[Point annotation data]
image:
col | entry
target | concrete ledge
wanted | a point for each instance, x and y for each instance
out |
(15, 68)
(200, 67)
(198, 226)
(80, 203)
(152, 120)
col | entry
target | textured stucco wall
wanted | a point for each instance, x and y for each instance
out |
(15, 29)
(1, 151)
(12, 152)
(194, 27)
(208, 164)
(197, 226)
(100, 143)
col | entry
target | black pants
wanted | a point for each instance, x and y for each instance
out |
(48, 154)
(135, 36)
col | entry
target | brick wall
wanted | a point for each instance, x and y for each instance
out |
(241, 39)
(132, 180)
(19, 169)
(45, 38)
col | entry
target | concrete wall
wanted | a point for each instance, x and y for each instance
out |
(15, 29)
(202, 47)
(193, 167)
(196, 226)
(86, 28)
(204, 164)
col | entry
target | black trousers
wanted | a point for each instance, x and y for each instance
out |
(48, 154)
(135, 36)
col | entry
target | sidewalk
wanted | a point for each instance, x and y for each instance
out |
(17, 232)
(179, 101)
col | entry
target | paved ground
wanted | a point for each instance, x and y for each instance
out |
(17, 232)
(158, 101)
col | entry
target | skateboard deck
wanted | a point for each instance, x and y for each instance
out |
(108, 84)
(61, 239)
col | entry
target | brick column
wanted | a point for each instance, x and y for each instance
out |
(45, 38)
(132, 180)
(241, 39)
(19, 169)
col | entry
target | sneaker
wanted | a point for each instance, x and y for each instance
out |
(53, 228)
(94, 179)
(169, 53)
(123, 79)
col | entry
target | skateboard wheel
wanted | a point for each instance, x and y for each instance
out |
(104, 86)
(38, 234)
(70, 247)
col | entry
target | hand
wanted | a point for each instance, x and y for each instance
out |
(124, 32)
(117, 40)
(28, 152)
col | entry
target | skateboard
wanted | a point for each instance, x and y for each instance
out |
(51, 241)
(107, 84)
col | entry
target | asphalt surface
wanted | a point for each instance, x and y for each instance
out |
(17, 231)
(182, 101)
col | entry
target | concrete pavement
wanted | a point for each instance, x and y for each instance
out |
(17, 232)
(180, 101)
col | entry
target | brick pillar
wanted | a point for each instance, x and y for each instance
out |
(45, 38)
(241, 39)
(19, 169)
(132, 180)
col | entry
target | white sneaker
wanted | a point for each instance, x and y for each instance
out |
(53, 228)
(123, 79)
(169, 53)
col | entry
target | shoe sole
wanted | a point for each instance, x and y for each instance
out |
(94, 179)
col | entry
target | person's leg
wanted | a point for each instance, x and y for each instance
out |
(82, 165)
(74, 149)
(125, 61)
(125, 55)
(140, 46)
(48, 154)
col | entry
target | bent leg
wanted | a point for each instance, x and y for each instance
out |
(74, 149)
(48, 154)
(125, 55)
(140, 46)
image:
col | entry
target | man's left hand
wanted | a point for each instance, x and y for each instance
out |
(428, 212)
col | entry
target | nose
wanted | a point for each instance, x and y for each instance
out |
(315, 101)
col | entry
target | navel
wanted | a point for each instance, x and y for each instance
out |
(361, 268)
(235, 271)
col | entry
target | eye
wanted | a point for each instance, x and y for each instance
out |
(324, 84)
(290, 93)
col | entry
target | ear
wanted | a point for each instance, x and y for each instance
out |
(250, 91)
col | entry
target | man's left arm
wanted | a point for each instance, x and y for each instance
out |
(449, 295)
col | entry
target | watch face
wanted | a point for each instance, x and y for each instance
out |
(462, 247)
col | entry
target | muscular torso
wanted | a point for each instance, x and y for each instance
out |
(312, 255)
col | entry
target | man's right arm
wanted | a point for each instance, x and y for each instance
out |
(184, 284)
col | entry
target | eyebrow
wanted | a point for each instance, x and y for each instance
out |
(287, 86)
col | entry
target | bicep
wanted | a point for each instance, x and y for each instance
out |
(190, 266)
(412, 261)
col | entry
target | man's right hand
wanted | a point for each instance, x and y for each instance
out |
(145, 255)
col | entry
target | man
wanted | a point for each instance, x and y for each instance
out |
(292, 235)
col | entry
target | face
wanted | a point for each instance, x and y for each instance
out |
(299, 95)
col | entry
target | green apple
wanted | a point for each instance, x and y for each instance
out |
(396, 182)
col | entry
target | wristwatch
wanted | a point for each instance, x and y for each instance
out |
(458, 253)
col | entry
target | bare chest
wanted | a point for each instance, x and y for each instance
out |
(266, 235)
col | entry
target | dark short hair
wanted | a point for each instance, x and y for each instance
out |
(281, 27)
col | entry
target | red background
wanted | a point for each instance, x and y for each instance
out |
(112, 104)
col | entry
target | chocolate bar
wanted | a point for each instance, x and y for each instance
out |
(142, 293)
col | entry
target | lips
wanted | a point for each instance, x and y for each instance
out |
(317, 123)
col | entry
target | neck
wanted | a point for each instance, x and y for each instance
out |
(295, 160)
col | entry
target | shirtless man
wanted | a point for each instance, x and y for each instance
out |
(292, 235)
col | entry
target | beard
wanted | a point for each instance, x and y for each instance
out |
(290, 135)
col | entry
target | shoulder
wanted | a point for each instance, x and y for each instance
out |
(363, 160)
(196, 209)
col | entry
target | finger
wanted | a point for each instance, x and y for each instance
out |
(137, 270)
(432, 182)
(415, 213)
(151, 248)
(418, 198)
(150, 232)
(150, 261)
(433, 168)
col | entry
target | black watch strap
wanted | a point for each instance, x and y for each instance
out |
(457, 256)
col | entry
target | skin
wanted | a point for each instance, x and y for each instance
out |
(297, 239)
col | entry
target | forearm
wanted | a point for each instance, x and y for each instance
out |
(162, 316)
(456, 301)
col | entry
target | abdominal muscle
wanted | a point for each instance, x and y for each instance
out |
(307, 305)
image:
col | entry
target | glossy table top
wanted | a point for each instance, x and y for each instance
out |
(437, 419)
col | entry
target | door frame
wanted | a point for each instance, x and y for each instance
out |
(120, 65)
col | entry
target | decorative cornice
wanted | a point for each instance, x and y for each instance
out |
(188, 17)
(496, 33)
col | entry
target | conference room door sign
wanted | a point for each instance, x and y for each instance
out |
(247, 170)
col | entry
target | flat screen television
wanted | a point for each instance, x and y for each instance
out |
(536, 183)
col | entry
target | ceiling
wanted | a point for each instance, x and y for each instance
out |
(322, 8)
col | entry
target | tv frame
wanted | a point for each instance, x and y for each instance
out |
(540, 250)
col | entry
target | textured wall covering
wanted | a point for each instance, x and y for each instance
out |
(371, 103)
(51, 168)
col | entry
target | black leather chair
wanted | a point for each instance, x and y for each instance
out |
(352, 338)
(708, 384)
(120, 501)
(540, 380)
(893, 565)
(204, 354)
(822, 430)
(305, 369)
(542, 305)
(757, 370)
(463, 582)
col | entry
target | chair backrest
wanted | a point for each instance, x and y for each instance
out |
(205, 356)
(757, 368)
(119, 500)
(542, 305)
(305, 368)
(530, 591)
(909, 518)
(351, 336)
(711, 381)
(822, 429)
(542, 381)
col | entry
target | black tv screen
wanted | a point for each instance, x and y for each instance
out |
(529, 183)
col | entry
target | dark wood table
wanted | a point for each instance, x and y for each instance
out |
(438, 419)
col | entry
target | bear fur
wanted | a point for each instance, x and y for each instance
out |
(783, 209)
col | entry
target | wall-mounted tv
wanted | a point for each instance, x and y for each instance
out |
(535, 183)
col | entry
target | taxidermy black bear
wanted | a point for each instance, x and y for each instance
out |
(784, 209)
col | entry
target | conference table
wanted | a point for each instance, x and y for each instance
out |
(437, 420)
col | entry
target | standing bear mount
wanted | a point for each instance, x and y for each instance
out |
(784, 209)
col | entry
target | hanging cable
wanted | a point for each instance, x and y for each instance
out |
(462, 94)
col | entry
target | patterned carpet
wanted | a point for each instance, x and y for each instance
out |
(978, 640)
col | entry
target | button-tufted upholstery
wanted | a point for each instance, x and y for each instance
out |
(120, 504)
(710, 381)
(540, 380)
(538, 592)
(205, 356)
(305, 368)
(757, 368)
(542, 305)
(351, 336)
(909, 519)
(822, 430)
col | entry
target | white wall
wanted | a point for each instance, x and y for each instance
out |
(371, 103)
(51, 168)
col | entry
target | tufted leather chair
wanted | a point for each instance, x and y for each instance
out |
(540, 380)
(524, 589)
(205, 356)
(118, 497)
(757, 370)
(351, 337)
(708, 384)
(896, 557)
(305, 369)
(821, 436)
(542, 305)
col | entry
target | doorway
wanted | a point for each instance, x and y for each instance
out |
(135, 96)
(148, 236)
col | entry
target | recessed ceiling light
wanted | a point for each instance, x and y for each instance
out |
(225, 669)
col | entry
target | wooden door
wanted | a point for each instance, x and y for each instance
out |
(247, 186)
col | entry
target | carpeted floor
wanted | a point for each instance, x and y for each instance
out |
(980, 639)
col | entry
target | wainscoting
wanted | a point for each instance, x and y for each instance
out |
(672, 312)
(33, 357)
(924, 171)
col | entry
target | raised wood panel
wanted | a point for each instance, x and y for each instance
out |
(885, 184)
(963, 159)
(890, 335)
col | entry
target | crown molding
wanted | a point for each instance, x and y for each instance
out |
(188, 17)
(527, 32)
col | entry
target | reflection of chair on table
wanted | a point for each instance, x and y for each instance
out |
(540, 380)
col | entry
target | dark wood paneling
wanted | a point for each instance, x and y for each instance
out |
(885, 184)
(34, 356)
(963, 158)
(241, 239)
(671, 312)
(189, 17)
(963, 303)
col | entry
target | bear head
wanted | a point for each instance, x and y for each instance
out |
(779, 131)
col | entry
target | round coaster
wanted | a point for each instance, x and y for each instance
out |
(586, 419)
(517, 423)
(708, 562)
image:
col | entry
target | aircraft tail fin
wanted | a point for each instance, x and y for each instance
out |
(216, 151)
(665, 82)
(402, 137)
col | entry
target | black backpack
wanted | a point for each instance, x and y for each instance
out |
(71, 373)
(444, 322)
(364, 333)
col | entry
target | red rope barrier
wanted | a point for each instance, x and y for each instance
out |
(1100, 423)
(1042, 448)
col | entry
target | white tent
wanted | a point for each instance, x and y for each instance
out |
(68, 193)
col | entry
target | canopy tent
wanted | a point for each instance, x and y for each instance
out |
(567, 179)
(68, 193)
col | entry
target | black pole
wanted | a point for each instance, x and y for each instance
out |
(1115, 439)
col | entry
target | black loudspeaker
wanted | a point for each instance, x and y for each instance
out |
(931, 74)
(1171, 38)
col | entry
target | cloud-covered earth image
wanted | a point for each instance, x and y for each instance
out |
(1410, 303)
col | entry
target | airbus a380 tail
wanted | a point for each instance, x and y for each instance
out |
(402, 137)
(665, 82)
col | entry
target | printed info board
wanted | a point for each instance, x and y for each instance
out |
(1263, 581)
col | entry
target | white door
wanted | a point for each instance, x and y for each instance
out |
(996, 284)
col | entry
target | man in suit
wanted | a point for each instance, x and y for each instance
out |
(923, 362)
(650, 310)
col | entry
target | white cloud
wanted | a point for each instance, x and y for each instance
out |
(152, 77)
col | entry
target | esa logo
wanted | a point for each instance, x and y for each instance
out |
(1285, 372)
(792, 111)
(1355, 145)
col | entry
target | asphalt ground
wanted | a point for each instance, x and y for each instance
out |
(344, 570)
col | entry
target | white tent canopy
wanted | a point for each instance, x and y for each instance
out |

:: Task details ::
State how many lines in the items above contain the string "cloud", treating uppercase and lowercase as different. Reply with the number only.

:: Response below ::
2